### Written exercise
From the line that holds "of the semi" to the last line of the data, copy everything exactly; leave out all the rest.

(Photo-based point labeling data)
▬▬▬
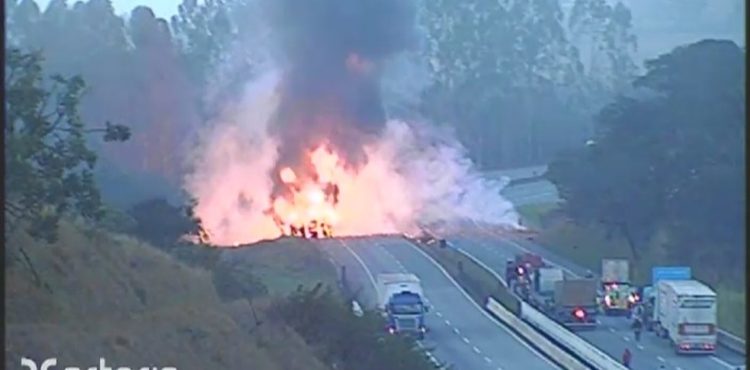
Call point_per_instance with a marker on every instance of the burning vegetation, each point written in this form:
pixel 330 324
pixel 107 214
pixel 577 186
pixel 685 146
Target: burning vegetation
pixel 309 150
pixel 307 205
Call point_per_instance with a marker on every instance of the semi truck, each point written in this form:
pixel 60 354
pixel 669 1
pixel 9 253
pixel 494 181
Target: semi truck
pixel 617 295
pixel 685 313
pixel 402 302
pixel 575 303
pixel 571 302
pixel 648 293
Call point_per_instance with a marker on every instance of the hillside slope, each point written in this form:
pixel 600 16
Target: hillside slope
pixel 116 298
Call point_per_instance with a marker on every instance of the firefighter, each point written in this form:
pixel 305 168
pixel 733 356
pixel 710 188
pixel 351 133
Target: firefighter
pixel 637 327
pixel 626 358
pixel 510 271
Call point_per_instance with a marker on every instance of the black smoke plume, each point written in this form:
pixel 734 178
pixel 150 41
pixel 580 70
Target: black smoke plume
pixel 330 92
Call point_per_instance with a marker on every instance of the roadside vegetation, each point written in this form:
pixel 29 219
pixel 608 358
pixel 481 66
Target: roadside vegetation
pixel 86 281
pixel 662 180
pixel 477 281
pixel 586 246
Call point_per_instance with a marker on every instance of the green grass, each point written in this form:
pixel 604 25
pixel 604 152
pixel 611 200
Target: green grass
pixel 587 246
pixel 533 214
pixel 286 263
pixel 111 296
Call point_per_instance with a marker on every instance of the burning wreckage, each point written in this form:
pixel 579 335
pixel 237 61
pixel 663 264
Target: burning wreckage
pixel 307 207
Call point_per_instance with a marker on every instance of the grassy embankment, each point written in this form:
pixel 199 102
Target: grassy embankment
pixel 587 246
pixel 114 297
pixel 477 281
▬▬▬
### Response to this exercise
Call point_per_instance with a marker on every instance of the semi truck, each point written in this form:
pixel 60 354
pixel 669 1
pixel 9 253
pixel 494 181
Target: semi truck
pixel 617 295
pixel 685 313
pixel 402 302
pixel 575 303
pixel 571 302
pixel 648 293
Call point_per_instance with a marker on every instance of the hillside slope, each point written in this form:
pixel 600 16
Target: hillside slope
pixel 116 298
Call point_per_instance with a marker on every instance of the firefighter, each point written in this form:
pixel 305 168
pixel 733 356
pixel 710 188
pixel 351 133
Target: firefighter
pixel 637 327
pixel 626 358
pixel 510 271
Call point_per_instance with a marker on every instance of the black smoke plume, each point written in this form:
pixel 734 178
pixel 150 41
pixel 580 70
Target: black smoke plume
pixel 330 92
Call point_per_instance with a marker on every instance of the roadside vegetation, each point written in this form:
pixel 29 219
pixel 608 358
pixel 481 66
Target: roadside vegetation
pixel 86 281
pixel 662 180
pixel 477 281
pixel 586 246
Call point_per_instance with a marker on every instance of the green grass, each point written in this form:
pixel 604 25
pixel 604 152
pixel 611 200
Target: green grass
pixel 587 246
pixel 533 214
pixel 286 263
pixel 111 296
Call point_per_instance with a marker on every instance of the burning wreckage, each point written in this form:
pixel 579 335
pixel 237 61
pixel 663 264
Target: burning wreckage
pixel 307 207
Call point_per_instance with a marker on every instance of the grassy embankment, each point written in this form:
pixel 199 102
Target: grassy embankment
pixel 587 246
pixel 114 297
pixel 477 281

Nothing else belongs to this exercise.